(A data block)
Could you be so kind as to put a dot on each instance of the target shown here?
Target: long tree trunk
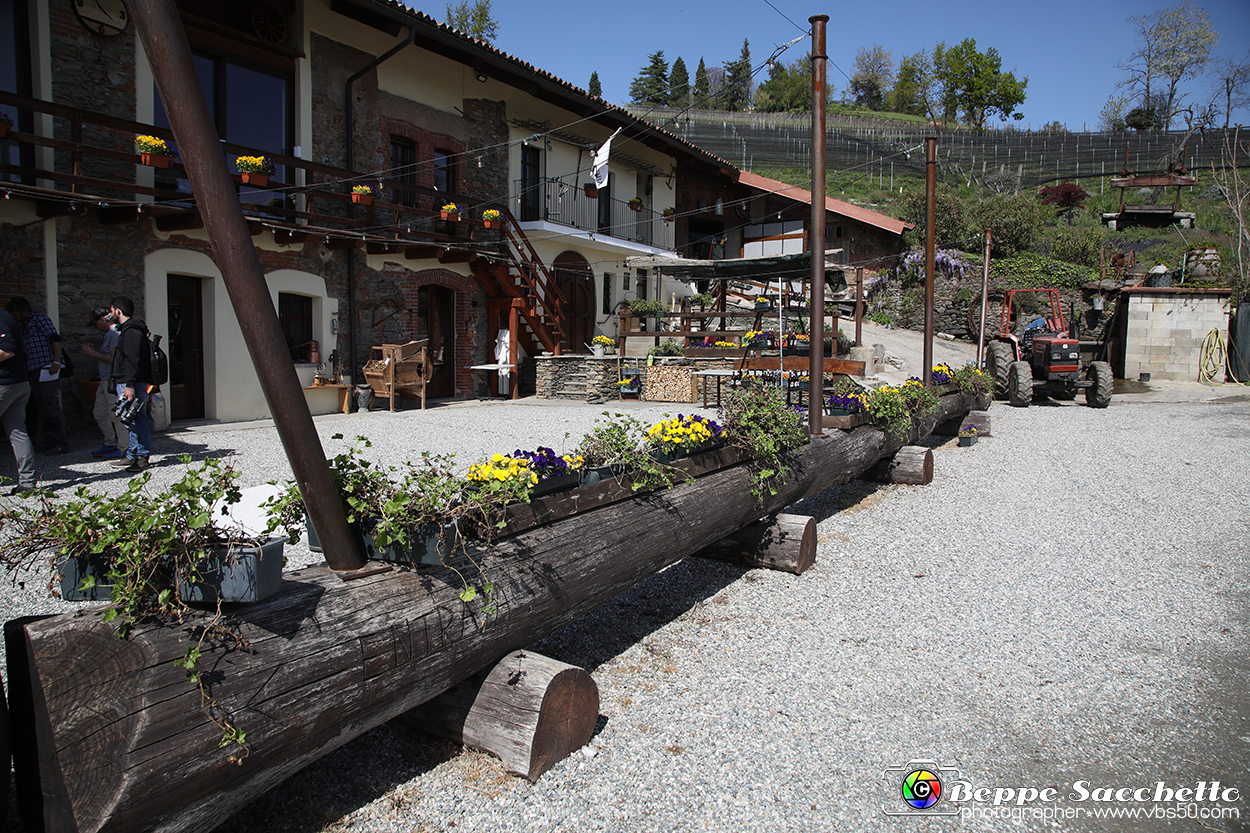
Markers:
(109, 734)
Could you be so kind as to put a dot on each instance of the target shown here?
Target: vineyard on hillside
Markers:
(888, 154)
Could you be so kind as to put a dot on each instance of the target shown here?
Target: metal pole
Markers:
(816, 347)
(165, 43)
(985, 302)
(930, 219)
(859, 307)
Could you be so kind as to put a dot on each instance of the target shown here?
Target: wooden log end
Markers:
(785, 543)
(910, 465)
(529, 711)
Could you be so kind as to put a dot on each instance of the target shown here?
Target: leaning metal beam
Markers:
(170, 58)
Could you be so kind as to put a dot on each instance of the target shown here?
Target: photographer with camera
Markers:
(131, 360)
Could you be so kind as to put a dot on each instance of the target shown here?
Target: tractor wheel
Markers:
(1020, 384)
(1099, 394)
(998, 358)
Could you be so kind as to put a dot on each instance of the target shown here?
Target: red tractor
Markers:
(1044, 359)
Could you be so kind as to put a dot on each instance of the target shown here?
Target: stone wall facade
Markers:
(1166, 328)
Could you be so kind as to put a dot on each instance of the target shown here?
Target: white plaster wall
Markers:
(231, 390)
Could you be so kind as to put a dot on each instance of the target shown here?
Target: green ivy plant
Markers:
(758, 420)
(141, 542)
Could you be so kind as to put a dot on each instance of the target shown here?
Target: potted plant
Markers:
(255, 170)
(683, 435)
(758, 420)
(618, 445)
(155, 151)
(554, 472)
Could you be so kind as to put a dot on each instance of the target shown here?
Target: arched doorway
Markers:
(575, 279)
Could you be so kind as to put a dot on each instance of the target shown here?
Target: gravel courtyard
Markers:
(1065, 603)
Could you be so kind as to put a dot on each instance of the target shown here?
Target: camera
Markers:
(128, 410)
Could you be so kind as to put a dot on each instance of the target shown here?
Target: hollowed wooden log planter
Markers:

**Request:** List each line in the block above that contains the word "wooden".

**Exercise solution:**
Target: wooden log end
Target: hollowed wooden log planter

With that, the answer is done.